*Task directions*. Copy all data exactly. Skip pictures.

START Material for this exercise

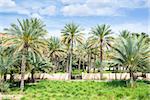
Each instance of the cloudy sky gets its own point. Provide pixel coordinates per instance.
(120, 14)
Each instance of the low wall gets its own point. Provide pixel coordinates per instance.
(55, 76)
(85, 76)
(110, 76)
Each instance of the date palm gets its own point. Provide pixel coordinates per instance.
(101, 36)
(71, 35)
(55, 50)
(133, 53)
(28, 37)
(7, 60)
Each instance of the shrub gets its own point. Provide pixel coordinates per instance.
(4, 87)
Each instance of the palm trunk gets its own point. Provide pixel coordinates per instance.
(71, 53)
(101, 57)
(23, 71)
(67, 65)
(131, 78)
(79, 65)
(32, 76)
(5, 76)
(88, 63)
(83, 69)
(94, 61)
(11, 76)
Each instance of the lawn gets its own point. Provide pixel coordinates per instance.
(85, 90)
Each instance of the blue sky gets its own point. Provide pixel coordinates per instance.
(120, 14)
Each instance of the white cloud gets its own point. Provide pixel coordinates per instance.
(36, 15)
(79, 10)
(50, 10)
(7, 3)
(85, 10)
(72, 1)
(100, 7)
(132, 27)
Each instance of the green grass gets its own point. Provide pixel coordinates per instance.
(85, 90)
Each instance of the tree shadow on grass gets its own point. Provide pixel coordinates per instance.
(124, 83)
(117, 83)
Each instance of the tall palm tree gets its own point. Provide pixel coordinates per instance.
(133, 53)
(7, 60)
(101, 36)
(71, 35)
(55, 50)
(28, 36)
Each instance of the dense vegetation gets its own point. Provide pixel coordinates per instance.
(86, 90)
(26, 49)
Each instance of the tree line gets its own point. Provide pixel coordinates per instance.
(27, 49)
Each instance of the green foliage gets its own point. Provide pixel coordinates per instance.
(4, 87)
(83, 90)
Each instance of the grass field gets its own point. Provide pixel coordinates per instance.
(85, 90)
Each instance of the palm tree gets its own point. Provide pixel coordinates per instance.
(71, 35)
(133, 53)
(101, 37)
(28, 35)
(7, 60)
(37, 64)
(55, 50)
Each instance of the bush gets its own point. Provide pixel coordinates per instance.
(4, 87)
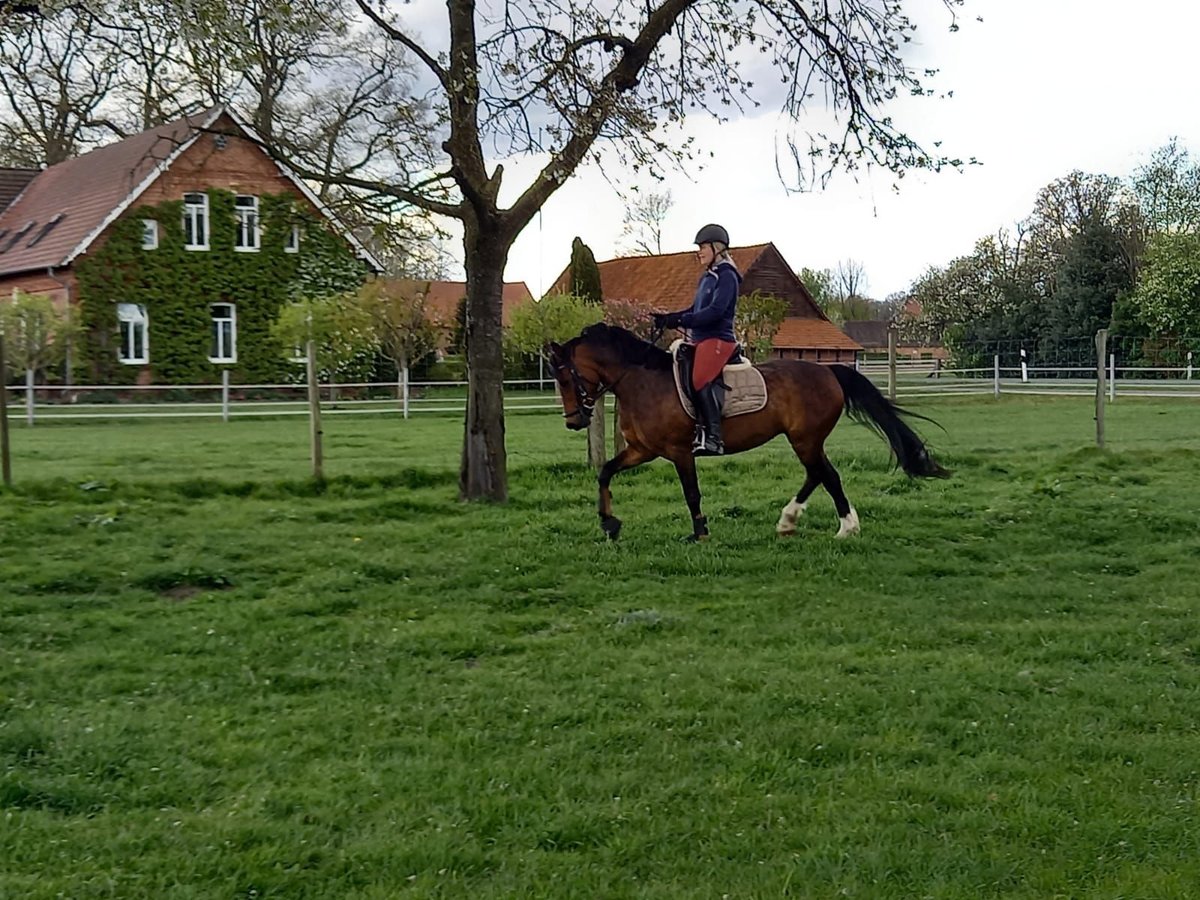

END Material for this exercise

*Result*.
Each instance of the cloudy sky gets its own point. Provide pixel coordinates per instance.
(120, 14)
Each instance of the low wall gets its own point. Provide pixel coordinates per instance.
(55, 76)
(85, 76)
(110, 76)
Each instance of the date palm gets its own point. Provide pixel coordinates per instance.
(101, 36)
(71, 35)
(55, 50)
(133, 53)
(28, 37)
(7, 60)
Each instance of the shrub gets its own point. Provide pixel coordinates per instance.
(4, 87)
Each instance of the palm trunk gets its own point. Provide pixel coordinates per instance.
(71, 53)
(101, 57)
(23, 71)
(67, 65)
(131, 78)
(79, 65)
(32, 76)
(5, 76)
(88, 63)
(83, 69)
(94, 61)
(11, 76)
Each instance of the lawn gets its own point. Provide pixel coordinates per instance.
(85, 90)
Each instance of the blue sky gets its own point. Provide pixel coordinates per instance.
(120, 14)
Each instance of the white cloud gets its own point. Provide pixel coordinates per instance.
(36, 15)
(79, 10)
(50, 10)
(7, 3)
(85, 10)
(72, 1)
(100, 7)
(132, 27)
Each instance of the green grass gets its own point. Provide pixel coordinates per instance.
(85, 90)
Each instance of the tree shadow on grass gets its own point. Provide pixel coordinates per instance.
(124, 83)
(117, 83)
Each instance of the tall palm tree gets its own point. Provide pixel coordinates per instance.
(133, 53)
(7, 60)
(101, 36)
(71, 35)
(55, 50)
(28, 36)
Each instance of the dense vegetation gets its own point. Provide pixel coordinates per instance.
(86, 90)
(26, 49)
Each instance of the tree line gets its own point. Provide pixel coordinates per instance.
(27, 49)
Each instance of the green foliage gets its own point. Provide pixel coordinates per instance.
(4, 87)
(83, 90)
Each instance of the grass field gets its own point. Provide pixel coordinates per instance.
(85, 90)
Each instance of the palm tree gets its own point. Provide pixel coordinates per instance.
(71, 35)
(133, 53)
(101, 37)
(28, 35)
(7, 60)
(37, 64)
(55, 50)
Each instance of the bush gets its own point. Provide pixel coordinates per instance.
(4, 87)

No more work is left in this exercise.